◆ **TEXT EXTRACT**:
☆ ☆ ☆

This article attempts to set out the various similarities and differences between the various programming paradigms as a summary in both graphical and tabular format with links to the separate discussions concerning these similarities and differences in extant Wikipedia articles.

Main paradigm approaches 
There are two main approaches to programming:
 Imperative programming – focuses on how to execute, defines control flow as statements that change a program state.
 Declarative programming – focuses on what to execute, defines program logic, but not detailed control flow.

The following are widely considered the main programming paradigms, as seen when measuring programming language popularity:
 Procedural programming – specifies the steps a program must take to reach a desired state.
 Functional programming – treats programs as evaluating mathematical functions and avoids state and mutable data.
 Object-oriented programming (OOP) – organizes programs as objects: data structures consisting of attributes and methods together with their interactions.

The following are common types of programming that can be implemented using different paradigms:
 Event-driven programming – program control flow is determined by events, such as sensor inputs or user actions (mouse clicks, key presses) or messages from other programs or threads.

☆ ☆ ☆

◆ **DATA SEGMENT**:
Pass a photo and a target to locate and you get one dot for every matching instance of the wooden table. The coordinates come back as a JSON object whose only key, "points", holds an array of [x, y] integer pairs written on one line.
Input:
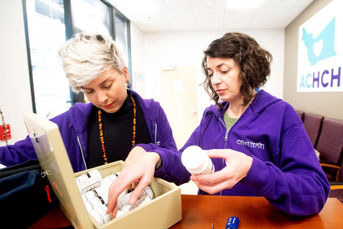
{"points": [[253, 212]]}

☆ ☆ ☆

◆ **GOAL A**:
In the programming paradigms text, reproduce the passage starting at "Main paradigm approaches" and ending at "a program state.", substituting "instructions" for "statements".
◆ **GOAL B**:
According to the programming paradigms text, what does functional programming avoid?
◆ **GOAL C**:
Condense the paragraph in the programming paradigms text that begins "The following are widely considered the main programming paradigms" into a short list, keeping its main facts.

◆ **RESULT A**:
Main paradigm approaches 
There are two main approaches to programming:
 Imperative programming – focuses on how to execute, defines control flow as instructions that change a program state.

◆ **RESULT B**:
Functional programming avoids state and mutable data.

◆ **RESULT C**:
Main paradigms by language popularity:
- Procedural: specifies the steps to reach a desired state.
- Functional: evaluates mathematical functions and avoids state and mutable data.
- Object-oriented (OOP): organizes programs as objects made of attributes and methods, plus their interactions.